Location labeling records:
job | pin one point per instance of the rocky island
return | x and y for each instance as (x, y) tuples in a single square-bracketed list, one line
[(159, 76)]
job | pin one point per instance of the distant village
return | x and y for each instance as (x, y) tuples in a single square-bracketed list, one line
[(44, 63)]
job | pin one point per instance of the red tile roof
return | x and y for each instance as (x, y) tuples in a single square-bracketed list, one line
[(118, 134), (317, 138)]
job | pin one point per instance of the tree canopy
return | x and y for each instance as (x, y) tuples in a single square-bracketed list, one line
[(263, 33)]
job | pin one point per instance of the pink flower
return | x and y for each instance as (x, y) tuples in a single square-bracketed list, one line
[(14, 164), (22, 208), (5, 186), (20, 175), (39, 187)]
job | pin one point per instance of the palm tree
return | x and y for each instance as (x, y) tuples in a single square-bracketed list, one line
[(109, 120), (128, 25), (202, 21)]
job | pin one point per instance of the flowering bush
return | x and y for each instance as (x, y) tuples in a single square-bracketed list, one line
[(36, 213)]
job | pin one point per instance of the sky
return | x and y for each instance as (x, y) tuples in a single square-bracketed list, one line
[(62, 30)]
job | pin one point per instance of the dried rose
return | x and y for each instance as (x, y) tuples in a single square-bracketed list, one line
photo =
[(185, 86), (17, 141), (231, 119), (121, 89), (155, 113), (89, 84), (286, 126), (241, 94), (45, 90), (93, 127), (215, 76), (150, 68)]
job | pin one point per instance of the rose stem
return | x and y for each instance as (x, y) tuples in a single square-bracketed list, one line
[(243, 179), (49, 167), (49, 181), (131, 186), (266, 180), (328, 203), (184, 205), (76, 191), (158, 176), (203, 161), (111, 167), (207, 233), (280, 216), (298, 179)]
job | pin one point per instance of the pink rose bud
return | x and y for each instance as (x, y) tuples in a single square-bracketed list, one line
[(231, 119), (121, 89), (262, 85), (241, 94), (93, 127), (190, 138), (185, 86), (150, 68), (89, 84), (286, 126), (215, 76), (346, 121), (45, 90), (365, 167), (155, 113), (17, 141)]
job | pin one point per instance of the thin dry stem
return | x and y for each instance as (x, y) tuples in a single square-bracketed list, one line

__Your instructions__: Rescale the listing from the line with "job | pin one point per instance of the red" to the line with "[(118, 134), (317, 138)]", both lines included. Rewrite every line in that range, requests included, multiplying each x and y coordinate in the answers by 0.7 and rounding to whole numbers, with halves rounded up.

__Complete response__:
job | pin one point per instance of the red tile roof
return | x and y for each instance as (x, y) tuples in a single square-bracketed list, one line
[(83, 94), (222, 97)]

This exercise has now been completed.